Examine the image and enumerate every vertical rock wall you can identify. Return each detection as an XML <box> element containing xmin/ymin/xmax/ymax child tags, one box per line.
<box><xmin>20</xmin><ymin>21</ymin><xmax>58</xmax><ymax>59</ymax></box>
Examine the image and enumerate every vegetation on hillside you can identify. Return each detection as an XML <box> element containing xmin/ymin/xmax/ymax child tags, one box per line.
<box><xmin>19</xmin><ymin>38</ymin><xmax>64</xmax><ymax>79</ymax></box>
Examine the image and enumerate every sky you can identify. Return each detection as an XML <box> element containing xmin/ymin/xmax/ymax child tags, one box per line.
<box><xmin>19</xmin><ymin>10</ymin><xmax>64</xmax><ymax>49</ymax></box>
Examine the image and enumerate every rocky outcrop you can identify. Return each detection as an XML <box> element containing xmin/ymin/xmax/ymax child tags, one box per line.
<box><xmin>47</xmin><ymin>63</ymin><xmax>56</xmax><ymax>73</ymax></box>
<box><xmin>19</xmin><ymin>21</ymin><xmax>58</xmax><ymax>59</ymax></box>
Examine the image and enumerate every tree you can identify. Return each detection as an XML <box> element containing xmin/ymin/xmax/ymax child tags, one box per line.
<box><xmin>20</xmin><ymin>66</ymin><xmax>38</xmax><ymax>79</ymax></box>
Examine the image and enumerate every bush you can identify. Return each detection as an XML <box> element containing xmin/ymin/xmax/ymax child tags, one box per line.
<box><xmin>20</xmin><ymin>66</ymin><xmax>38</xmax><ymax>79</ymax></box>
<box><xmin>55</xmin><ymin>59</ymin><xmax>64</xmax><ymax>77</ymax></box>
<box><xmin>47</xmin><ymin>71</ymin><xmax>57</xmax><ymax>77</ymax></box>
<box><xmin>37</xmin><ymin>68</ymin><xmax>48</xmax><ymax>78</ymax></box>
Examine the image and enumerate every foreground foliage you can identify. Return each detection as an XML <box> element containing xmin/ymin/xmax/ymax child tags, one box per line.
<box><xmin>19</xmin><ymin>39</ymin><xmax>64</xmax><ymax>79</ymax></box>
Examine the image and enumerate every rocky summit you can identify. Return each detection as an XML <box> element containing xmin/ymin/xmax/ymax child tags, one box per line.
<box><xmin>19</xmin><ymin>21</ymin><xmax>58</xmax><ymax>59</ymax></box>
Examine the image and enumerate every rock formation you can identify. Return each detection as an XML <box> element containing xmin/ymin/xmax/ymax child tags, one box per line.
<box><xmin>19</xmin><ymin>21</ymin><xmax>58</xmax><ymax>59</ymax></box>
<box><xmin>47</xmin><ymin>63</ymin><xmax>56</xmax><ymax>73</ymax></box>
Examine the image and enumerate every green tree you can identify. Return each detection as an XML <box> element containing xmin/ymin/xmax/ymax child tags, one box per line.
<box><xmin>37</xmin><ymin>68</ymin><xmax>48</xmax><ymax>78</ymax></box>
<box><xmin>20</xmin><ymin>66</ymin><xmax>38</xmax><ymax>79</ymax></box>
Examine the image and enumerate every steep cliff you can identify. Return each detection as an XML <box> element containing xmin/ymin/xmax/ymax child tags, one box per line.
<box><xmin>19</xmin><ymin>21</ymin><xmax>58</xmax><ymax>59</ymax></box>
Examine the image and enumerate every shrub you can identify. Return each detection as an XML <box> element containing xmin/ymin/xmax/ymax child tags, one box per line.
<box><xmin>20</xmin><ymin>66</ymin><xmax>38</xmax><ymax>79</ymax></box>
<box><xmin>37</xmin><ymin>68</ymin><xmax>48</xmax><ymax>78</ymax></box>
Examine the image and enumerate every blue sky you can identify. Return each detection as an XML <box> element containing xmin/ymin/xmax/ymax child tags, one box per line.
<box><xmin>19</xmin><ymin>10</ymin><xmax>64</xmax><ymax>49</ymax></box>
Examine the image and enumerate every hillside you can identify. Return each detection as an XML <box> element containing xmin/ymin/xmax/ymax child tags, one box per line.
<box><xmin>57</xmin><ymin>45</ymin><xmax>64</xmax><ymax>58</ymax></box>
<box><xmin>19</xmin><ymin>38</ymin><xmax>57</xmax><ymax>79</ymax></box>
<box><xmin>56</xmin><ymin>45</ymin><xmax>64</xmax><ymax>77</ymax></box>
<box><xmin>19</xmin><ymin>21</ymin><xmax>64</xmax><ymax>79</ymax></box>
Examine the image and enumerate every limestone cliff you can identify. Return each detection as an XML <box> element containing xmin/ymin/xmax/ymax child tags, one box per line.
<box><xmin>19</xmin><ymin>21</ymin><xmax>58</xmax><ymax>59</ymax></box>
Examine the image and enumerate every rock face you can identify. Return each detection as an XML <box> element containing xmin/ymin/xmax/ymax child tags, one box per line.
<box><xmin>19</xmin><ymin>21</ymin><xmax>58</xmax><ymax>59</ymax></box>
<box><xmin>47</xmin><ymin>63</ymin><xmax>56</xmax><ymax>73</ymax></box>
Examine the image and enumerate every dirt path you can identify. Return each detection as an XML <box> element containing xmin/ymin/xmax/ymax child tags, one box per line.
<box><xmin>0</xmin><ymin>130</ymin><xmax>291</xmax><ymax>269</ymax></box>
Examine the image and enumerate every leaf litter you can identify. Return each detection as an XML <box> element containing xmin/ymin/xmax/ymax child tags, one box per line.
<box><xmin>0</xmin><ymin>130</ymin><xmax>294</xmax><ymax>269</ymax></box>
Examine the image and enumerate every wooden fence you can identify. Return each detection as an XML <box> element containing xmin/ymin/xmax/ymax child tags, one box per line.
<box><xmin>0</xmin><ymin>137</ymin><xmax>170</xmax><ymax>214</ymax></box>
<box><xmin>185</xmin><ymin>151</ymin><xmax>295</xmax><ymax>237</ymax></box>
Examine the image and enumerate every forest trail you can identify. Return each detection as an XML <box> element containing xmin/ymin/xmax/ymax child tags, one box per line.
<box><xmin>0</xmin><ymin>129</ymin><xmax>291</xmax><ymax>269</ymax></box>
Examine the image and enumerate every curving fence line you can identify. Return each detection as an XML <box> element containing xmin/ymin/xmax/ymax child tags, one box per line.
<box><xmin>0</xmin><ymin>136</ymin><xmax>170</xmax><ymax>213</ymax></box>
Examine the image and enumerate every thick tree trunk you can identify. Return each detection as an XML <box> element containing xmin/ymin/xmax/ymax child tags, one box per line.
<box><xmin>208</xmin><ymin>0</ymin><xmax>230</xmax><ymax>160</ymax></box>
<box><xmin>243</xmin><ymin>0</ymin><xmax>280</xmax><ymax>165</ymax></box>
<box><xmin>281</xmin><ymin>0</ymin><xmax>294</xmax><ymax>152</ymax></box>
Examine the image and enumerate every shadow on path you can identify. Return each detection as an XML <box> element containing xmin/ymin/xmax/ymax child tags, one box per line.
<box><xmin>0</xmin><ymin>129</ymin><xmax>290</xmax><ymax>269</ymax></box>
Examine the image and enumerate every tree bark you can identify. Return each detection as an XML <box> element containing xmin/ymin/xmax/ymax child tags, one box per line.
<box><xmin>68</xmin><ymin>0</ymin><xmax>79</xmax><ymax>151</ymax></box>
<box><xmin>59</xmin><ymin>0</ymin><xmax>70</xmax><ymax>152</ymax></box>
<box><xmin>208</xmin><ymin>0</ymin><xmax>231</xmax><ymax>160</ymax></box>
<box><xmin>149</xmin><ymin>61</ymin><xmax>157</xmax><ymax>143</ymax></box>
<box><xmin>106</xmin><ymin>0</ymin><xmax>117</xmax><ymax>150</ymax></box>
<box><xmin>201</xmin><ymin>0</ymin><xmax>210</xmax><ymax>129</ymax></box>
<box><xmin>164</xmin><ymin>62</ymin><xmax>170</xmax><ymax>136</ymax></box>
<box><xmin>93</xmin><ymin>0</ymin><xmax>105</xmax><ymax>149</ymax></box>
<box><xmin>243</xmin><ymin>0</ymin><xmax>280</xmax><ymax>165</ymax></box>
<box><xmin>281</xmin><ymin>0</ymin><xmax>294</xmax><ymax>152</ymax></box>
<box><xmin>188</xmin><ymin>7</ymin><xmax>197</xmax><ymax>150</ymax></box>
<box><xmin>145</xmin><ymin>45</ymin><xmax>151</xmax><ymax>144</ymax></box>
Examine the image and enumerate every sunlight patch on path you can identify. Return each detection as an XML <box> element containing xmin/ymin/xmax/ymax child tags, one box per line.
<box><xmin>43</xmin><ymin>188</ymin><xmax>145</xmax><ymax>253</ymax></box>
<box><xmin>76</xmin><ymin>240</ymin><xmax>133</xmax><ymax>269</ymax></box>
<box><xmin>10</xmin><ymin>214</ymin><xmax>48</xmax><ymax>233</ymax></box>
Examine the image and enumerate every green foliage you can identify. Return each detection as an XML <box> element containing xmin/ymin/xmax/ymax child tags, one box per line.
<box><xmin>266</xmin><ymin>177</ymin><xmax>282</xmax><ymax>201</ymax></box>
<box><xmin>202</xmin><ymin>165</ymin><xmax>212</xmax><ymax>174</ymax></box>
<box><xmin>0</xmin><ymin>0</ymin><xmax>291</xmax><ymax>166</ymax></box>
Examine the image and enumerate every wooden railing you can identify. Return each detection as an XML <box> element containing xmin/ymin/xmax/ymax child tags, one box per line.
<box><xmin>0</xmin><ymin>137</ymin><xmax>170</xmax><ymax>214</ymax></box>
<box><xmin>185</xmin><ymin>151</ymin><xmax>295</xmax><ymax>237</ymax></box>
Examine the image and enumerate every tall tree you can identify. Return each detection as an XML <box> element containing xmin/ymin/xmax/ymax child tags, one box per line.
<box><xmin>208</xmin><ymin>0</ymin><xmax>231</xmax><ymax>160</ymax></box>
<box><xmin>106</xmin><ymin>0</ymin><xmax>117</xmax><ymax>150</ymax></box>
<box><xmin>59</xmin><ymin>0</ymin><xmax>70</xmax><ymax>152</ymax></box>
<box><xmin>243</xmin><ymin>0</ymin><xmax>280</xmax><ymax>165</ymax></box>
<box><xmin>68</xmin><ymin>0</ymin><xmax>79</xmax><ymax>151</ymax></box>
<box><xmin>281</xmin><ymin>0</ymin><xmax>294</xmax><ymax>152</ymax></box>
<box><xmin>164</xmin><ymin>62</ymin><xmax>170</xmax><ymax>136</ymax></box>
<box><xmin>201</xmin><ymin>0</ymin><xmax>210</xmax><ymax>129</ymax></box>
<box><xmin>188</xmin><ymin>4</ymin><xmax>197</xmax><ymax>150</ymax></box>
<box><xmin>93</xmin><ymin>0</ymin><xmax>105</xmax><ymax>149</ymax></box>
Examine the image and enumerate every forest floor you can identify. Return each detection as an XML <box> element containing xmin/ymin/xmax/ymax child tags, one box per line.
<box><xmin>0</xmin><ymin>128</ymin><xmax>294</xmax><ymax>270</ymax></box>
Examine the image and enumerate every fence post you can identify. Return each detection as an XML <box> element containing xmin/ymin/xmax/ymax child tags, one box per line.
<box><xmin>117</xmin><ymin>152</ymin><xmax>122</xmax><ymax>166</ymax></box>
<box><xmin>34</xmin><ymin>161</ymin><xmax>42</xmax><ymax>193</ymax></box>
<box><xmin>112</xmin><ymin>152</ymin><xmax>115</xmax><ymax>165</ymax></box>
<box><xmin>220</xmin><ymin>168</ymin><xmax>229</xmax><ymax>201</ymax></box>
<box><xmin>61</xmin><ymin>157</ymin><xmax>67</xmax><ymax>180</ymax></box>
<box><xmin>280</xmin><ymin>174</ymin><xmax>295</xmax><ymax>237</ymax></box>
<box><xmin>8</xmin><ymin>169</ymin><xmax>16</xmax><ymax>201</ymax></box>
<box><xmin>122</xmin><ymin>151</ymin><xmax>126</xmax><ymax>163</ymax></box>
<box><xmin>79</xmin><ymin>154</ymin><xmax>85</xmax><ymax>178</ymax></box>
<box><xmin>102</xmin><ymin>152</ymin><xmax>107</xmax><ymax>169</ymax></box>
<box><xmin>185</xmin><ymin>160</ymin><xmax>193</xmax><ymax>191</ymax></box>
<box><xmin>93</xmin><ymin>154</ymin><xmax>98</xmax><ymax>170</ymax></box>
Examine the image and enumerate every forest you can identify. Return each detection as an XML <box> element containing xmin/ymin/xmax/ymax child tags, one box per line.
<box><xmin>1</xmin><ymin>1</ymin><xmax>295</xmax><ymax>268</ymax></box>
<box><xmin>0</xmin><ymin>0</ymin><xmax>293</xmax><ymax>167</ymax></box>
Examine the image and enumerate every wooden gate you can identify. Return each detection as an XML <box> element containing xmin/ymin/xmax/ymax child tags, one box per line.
----
> [Task brief] Give back, word for word, the lines of the records that run from the one holding "Examine the image and enumerate every fence" to the very last.

> [Reply]
Examine the image and enumerate every fence post you can identify. Return each detection as an XML <box> element containing xmin/ymin/xmax/ymax child tags, one box per line.
<box><xmin>117</xmin><ymin>152</ymin><xmax>122</xmax><ymax>166</ymax></box>
<box><xmin>34</xmin><ymin>161</ymin><xmax>42</xmax><ymax>193</ymax></box>
<box><xmin>112</xmin><ymin>152</ymin><xmax>115</xmax><ymax>165</ymax></box>
<box><xmin>220</xmin><ymin>168</ymin><xmax>229</xmax><ymax>201</ymax></box>
<box><xmin>61</xmin><ymin>157</ymin><xmax>67</xmax><ymax>180</ymax></box>
<box><xmin>280</xmin><ymin>174</ymin><xmax>295</xmax><ymax>237</ymax></box>
<box><xmin>8</xmin><ymin>169</ymin><xmax>16</xmax><ymax>201</ymax></box>
<box><xmin>122</xmin><ymin>151</ymin><xmax>126</xmax><ymax>163</ymax></box>
<box><xmin>79</xmin><ymin>154</ymin><xmax>85</xmax><ymax>178</ymax></box>
<box><xmin>102</xmin><ymin>152</ymin><xmax>107</xmax><ymax>169</ymax></box>
<box><xmin>185</xmin><ymin>160</ymin><xmax>193</xmax><ymax>191</ymax></box>
<box><xmin>93</xmin><ymin>154</ymin><xmax>98</xmax><ymax>170</ymax></box>
Examine the image and enumerate every forest you can identify. Return each detection as an XML <box> element containing xmin/ymin/xmax/ymax child tags, one box per line.
<box><xmin>1</xmin><ymin>1</ymin><xmax>295</xmax><ymax>268</ymax></box>
<box><xmin>0</xmin><ymin>0</ymin><xmax>293</xmax><ymax>167</ymax></box>
Examine the image and enumerate every wooden gate you can identify. Return each detection as an XML <box> element containing xmin/ymin/xmax/ymax child tags, one box per line.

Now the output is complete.